TASK REQUIREMENTS: Print all the records exactly, please.

-- start PROVIDED DATA --

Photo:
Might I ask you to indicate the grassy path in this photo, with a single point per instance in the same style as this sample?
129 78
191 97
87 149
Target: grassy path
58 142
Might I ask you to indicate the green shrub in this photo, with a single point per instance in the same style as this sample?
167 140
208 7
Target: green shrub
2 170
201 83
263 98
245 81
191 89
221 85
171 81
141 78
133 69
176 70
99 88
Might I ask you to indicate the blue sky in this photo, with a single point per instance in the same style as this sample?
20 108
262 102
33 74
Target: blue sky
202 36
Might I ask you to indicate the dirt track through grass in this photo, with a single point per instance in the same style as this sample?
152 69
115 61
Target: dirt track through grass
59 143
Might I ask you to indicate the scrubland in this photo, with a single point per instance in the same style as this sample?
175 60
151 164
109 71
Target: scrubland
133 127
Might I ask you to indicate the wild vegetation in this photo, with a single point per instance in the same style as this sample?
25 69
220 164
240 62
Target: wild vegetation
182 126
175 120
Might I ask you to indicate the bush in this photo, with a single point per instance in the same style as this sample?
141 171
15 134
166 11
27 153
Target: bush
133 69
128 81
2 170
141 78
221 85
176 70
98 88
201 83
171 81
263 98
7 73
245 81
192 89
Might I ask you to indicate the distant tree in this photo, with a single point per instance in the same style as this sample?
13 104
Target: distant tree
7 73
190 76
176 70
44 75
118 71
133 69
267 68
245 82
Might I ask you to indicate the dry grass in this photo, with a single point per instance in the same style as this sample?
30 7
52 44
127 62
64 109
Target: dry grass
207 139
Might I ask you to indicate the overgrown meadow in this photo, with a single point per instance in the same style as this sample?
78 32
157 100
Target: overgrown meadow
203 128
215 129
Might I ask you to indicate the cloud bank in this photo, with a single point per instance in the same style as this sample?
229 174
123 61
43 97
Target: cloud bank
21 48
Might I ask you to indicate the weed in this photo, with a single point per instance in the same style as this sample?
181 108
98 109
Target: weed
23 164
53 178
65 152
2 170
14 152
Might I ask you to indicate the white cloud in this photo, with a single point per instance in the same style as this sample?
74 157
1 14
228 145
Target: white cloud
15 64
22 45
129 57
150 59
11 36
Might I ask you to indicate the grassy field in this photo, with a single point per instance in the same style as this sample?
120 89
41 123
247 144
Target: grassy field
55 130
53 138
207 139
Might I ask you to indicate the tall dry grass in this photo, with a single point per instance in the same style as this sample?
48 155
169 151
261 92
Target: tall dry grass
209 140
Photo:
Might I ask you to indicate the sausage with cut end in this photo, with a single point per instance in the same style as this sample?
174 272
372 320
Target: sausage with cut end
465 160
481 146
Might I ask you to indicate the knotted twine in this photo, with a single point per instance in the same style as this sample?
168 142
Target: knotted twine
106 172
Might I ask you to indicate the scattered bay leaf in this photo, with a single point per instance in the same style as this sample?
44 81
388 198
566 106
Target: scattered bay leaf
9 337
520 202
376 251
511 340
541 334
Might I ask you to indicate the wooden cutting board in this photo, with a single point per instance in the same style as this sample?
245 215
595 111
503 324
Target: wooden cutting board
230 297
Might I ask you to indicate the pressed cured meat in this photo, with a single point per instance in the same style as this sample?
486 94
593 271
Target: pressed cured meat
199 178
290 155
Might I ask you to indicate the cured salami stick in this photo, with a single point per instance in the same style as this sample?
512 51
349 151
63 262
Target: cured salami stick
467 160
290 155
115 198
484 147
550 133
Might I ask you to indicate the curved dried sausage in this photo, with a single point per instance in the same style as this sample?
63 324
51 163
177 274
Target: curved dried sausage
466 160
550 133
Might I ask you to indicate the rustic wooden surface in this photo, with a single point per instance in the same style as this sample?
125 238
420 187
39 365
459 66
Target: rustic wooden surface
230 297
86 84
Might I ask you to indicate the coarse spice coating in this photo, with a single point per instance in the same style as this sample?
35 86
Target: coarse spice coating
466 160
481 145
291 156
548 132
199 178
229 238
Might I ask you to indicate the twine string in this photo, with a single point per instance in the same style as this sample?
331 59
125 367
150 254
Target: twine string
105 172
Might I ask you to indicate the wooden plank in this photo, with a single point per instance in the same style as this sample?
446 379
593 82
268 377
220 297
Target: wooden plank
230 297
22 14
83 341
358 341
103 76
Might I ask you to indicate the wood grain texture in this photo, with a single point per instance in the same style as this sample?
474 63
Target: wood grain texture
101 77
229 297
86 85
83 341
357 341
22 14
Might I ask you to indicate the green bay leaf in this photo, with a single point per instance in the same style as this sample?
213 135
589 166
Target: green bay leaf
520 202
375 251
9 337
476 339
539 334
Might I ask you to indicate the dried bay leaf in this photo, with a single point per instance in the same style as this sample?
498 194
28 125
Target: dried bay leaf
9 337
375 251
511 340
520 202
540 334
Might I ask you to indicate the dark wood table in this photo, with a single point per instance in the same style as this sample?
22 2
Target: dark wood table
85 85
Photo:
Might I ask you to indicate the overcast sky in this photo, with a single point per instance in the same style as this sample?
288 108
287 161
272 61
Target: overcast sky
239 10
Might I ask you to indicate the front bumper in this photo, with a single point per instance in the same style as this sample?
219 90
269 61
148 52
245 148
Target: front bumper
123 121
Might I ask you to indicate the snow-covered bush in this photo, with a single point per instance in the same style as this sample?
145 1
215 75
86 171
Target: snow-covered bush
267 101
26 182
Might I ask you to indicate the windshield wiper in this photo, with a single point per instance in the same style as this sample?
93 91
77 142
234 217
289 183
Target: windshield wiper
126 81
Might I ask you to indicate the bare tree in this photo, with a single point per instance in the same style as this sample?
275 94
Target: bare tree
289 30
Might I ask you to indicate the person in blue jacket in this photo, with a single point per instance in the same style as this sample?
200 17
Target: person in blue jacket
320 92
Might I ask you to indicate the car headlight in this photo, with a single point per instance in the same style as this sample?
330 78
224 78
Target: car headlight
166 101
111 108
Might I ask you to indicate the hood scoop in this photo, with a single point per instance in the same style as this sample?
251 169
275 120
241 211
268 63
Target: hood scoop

-- end PROVIDED DATA --

CORRECT OUTPUT:
Photo:
Might I ask you to indicate the grassy path in this photo, with a single point per instance in the same style as this sample?
129 78
191 97
87 149
Target: grassy path
58 142
Might I ask you to indicate the green shrub in this photo, with a single point per instance in the same style as this sample?
167 140
208 7
Target: green shrub
2 170
201 83
263 98
245 81
191 89
221 85
171 81
141 78
133 69
176 70
99 88
Might I ask you to indicate the blue sky in this photo, with a single point per instance in the same style as this sample?
20 108
262 102
33 74
Target: blue sky
202 36
Might I ask you to indicate the dirt track through grass in this photo, with a single point per instance in the same style as this sample?
152 69
115 61
Target: dirt track through grass
59 143
Might I ask you to indicate the scrubland in this photo, with a single point per instance in the same style as this sample?
175 60
151 164
109 71
Target: scrubland
133 127
Might I ask you to indicate the wild vegetation in this photo, with a single point per instance in the same style as this sample?
25 69
220 164
240 62
Target: wild vegetation
182 126
175 120
Might I ask you to indicate the bush in this photo, with a single point per instance in the same style as this sample?
141 171
15 134
166 11
27 153
Target: bush
133 69
128 81
2 170
141 78
221 85
176 70
98 88
201 83
171 81
263 98
7 73
245 81
192 89
Might I ask you to indicate the distant tree in this photo, with a single point per instance in the same style as this sample?
13 104
Target: distant tree
7 73
190 76
176 70
44 75
118 71
133 69
267 68
245 82
Might I ask you to indicate the dry grass in this photo, with a single point per instance in the same style as this sample?
30 7
52 44
127 62
64 109
Target: dry grass
207 139
Might I ask you to indicate the overgrown meadow in this photo, with a single point per instance in the same style as this sample?
78 32
157 100
Target: overgrown meadow
203 128
215 129
Might I ask you to indicate the cloud bank in this photo, with a single point per instance in the same style as this sample?
229 174
123 61
43 97
Target: cloud bank
21 48
Might I ask you to indicate the weed in this photo, with a single point per instance in the same style as this sample?
181 108
98 109
Target: weed
23 164
53 178
65 152
2 170
14 152
Might I ask you to indicate the white cloud in this photo, with a single point per instance in the same style as this sample?
74 157
1 14
228 145
Target: white cloud
15 64
22 45
129 57
150 59
11 36
Might I ask you to indicate the grassy field in this photo, with a single point per instance in the same style as this sample?
120 89
41 123
247 144
Target: grassy field
55 130
53 138
207 139
Might I ask you to indicate the tall dry grass in this photo, with a single point per instance in the same style as this sample?
48 155
169 151
261 92
Target: tall dry grass
209 140
Photo:
Might I ask you to indicate the sausage with cut end in this photo, with a single point per instance in the same style as this sample?
174 272
372 320
Target: sausage with cut end
465 160
481 146
Might I ask you to indicate the knotted twine in this photo, with a single point per instance in the same style as this sample?
168 142
Target: knotted twine
106 172
Might I ask you to indicate the scattered bay leaf in this photo, with a single point per instance in the same style as this sample?
44 81
388 198
566 106
Target: scattered bay leaf
9 337
520 202
376 251
511 340
541 334
Might I ask you to indicate the wooden cutting board in this photo, with a single point per instance in the same style as this sample?
245 215
595 111
503 324
Target: wooden cutting board
230 297
Might I ask you to indicate the pressed cured meat in this photo, with a single point per instance in the same style as this sample?
486 94
593 271
Target: pressed cured meat
199 178
290 155
Might I ask you to indicate the cured salami stick in this photo, with a single point per instance in the same style as this sample?
512 51
349 151
63 262
Target: cured salami stick
467 160
290 155
115 198
484 147
550 133
Might I ask you to indicate the curved dried sausage in this photo, with a single point per instance in the same style as this sample?
63 324
51 163
177 274
Target: curved dried sausage
466 160
550 133
Might I ask you to indicate the rustic wooden surface in this photo, with a single point per instance in the same style as this sample?
125 238
420 187
39 365
459 66
Target: rustic wooden surface
230 297
86 84
Might I ask you to indicate the coarse spice coating in this photo, with a single point per instance in the same style as this sample?
35 86
Target: coarse spice coating
466 160
481 145
291 156
548 132
199 178
229 238
Might I ask you to indicate the twine string in this photo, with a single point per instance in the same style as this sample?
331 59
125 367
150 254
Target: twine string
105 172
Might I ask you to indicate the wooden plank in this photo, with a single point per instance in the same style as this sample?
446 379
593 82
268 377
220 297
Target: wooden plank
230 297
22 14
83 341
358 341
103 76
Might I ask you to indicate the wood grain texture in this photo, with a single point per instance in the same style as this sample?
474 63
Target: wood grain texture
101 77
229 297
86 85
83 341
357 341
22 14
Might I ask you to indicate the green bay leaf in this photo, with a single point per instance in the same style as this sample?
213 135
589 166
Target: green bay leaf
520 202
375 251
9 337
476 339
539 334
Might I ask you to indicate the dried bay leaf in this photo, with a single point per instance in the same style as this sample?
498 194
28 125
Target: dried bay leaf
9 337
375 251
511 340
520 202
540 334
Might I ask you to indicate the dark wood table in this photo, with a single point per instance in the same style as this sample?
22 2
Target: dark wood table
85 85
Photo:
Might I ask you to indicate the overcast sky in this photo, with a single point per instance in the same style as this sample?
288 108
287 161
272 61
Target: overcast sky
239 10
Might I ask you to indicate the front bumper in this photo, with a single point per instance in the same style as this sample?
219 90
269 61
148 52
245 148
Target: front bumper
123 121
Might I ask you to indicate the snow-covered bush in this photo, with a single point per instance in the same style as this sample?
145 1
215 75
86 171
Target: snow-covered bush
267 101
26 182
Might I ask you to indicate the windshield wiper in this photo, with a single point per instance in the same style as this sample?
93 91
77 142
234 217
289 183
Target: windshield wiper
126 81
Might I ask you to indicate the bare tree in this photo, with a single point per instance in the same style as this sample?
275 94
Target: bare tree
289 30
Might I ask you to indicate the person in blue jacket in this photo, with a single point per instance in the same style as this sample?
200 17
Target: person in blue jacket
320 92
Might I ask you to indicate the car headlight in this photo, with a single point per instance in the same style as this sample?
330 78
224 78
Target: car headlight
166 101
111 108
Might I ask you to indicate the hood scoop in this photo, with a single point per instance in the same style as this sample?
251 169
275 120
241 211
268 63
Target: hood scoop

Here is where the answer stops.